• **What to produce**: Can you render the lines of the listing below as a JSON list of strings, one string per line with blank lines left out, starting with the line that contains "ship antenna, a" and going on through the line that contains "x=245, y=443"?

### Stored rows

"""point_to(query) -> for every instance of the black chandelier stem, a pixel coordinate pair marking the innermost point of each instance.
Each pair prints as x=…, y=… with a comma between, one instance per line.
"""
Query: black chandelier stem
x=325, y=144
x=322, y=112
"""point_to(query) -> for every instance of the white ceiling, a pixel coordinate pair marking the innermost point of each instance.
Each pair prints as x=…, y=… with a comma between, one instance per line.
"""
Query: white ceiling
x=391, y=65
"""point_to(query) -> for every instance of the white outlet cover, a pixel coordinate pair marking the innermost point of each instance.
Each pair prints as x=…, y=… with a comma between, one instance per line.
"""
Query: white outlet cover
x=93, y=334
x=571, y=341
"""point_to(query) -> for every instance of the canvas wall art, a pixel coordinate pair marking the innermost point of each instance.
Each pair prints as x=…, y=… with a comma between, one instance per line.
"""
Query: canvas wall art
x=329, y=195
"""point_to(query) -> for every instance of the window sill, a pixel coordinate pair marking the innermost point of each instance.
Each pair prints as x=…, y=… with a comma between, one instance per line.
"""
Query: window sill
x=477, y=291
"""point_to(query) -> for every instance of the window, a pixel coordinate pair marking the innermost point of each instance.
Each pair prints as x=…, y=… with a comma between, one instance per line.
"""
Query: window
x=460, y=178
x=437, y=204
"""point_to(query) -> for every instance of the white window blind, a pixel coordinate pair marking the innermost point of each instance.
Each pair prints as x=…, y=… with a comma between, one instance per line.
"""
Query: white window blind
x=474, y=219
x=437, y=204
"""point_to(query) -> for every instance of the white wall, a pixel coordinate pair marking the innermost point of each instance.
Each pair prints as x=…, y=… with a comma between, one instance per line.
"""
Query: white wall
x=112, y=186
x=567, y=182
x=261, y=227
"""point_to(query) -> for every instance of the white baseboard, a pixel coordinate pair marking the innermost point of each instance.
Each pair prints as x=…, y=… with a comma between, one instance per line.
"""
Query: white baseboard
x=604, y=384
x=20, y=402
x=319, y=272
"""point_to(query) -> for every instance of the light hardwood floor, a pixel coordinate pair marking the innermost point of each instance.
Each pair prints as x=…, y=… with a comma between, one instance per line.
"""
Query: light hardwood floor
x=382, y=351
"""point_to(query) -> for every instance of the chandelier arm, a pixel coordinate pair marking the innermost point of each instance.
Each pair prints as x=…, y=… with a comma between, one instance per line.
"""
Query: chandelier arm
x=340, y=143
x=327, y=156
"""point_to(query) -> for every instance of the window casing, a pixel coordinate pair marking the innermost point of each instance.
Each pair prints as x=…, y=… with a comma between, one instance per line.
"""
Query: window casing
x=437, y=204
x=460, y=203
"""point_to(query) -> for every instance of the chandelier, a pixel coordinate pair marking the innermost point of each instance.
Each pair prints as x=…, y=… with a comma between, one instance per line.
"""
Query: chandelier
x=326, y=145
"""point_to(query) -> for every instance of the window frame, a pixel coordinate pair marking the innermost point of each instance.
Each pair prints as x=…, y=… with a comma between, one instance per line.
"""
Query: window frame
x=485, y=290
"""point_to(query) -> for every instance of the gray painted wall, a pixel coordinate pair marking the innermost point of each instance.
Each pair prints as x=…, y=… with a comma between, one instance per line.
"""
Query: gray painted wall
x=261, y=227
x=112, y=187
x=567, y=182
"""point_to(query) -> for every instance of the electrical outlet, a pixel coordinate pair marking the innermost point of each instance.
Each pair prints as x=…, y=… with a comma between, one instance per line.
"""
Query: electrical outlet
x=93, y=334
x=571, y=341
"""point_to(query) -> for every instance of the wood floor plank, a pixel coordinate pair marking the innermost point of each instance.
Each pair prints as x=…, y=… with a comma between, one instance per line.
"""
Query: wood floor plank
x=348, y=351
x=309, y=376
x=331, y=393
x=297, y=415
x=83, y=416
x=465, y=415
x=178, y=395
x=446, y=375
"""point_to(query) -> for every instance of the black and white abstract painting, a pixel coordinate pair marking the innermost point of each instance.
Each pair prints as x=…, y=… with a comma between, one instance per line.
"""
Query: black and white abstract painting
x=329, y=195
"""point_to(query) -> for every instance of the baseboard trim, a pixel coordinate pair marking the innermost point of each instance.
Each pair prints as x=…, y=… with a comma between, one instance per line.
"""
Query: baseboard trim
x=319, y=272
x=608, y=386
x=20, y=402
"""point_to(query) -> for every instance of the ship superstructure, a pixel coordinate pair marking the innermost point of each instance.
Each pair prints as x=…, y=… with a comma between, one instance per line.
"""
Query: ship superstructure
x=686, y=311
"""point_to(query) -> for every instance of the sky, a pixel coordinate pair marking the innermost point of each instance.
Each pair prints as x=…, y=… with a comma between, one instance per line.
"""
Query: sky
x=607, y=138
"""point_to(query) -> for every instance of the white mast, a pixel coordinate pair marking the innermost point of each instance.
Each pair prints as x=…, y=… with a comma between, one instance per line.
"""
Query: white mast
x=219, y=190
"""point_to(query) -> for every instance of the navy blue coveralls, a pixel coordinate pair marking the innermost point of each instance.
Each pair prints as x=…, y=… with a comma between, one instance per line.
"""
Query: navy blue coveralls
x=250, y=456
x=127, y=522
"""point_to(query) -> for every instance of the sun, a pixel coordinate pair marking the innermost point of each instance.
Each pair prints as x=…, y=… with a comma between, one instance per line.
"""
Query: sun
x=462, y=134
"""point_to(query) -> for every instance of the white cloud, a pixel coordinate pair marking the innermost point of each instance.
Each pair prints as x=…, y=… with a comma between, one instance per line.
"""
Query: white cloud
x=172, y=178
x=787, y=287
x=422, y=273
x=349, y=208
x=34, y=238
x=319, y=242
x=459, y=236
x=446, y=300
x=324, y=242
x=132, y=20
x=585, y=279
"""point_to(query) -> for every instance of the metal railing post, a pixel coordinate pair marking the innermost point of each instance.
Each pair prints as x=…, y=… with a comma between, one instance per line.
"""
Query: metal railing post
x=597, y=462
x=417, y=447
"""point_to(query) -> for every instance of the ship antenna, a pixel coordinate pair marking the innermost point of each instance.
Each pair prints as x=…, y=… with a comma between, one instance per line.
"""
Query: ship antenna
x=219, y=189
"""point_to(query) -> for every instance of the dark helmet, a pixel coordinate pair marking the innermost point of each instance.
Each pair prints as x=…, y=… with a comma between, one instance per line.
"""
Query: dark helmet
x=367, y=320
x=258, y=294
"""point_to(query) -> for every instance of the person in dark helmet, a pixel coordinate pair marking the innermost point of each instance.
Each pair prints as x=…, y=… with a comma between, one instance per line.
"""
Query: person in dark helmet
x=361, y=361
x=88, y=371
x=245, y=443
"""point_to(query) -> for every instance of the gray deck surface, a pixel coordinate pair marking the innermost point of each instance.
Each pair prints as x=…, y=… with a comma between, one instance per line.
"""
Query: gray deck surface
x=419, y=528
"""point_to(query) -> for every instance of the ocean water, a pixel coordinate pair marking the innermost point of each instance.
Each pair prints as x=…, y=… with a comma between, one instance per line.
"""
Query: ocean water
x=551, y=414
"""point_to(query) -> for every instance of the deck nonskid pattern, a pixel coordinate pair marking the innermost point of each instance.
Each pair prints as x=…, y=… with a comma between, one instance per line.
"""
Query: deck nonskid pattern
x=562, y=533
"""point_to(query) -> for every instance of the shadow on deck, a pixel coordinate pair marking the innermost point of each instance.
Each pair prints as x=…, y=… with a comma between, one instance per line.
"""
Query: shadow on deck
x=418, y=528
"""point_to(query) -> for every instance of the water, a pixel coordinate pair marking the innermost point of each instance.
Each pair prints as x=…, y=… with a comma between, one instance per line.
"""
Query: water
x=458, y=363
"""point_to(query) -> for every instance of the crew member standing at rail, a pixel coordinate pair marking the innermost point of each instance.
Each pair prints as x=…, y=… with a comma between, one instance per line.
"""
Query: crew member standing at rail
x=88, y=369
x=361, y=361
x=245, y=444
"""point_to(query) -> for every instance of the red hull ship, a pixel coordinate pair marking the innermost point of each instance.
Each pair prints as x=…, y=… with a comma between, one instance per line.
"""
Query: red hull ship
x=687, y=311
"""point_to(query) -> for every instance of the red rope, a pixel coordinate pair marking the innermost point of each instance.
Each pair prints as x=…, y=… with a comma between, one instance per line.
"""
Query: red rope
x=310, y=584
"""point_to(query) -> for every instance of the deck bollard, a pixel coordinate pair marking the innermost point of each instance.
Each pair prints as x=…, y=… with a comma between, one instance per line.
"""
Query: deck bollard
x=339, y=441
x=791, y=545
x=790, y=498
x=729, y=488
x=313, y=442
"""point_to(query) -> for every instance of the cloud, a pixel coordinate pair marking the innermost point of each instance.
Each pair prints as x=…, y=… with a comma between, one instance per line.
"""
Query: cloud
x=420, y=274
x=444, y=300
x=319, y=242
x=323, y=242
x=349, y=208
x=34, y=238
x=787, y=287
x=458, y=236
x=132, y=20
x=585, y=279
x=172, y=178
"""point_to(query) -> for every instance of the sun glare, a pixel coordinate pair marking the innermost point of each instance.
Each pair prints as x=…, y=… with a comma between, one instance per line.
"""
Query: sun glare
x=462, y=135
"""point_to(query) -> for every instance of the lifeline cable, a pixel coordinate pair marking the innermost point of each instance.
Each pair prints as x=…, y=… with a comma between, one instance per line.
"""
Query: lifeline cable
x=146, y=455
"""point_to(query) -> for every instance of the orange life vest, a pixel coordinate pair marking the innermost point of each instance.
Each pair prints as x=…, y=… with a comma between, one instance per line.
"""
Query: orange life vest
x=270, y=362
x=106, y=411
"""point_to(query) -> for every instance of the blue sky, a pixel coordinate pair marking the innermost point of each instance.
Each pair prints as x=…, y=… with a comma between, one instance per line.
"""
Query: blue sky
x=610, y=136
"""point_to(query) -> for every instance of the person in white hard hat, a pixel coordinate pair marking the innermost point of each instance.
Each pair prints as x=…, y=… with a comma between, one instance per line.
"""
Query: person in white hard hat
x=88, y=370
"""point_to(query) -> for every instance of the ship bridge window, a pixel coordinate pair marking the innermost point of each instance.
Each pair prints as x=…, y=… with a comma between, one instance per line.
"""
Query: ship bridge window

######

• **Exercise result**:
[
  "\"\"\"point_to(query) -> for every instance of the ship antenna, a pixel coordinate pair marking the innermost point of each instance.",
  "Each pair prints as x=…, y=… with a comma between, one instance per line.",
  "\"\"\"",
  "Query: ship antenna",
  "x=219, y=189",
  "\"\"\"point_to(query) -> for every instance of the dark helmet, a pixel coordinate pair marking the innermost point of each instance.",
  "Each pair prints as x=…, y=… with a comma between, one instance per line.",
  "\"\"\"",
  "Query: dark helmet",
  "x=367, y=320",
  "x=258, y=294",
  "\"\"\"point_to(query) -> for every instance of the person in dark helmet, a pixel coordinate pair marking the innermost point of each instance.",
  "Each pair prints as x=…, y=… with a comma between, one instance per line.",
  "\"\"\"",
  "Query: person in dark helmet",
  "x=361, y=361",
  "x=88, y=371",
  "x=245, y=443"
]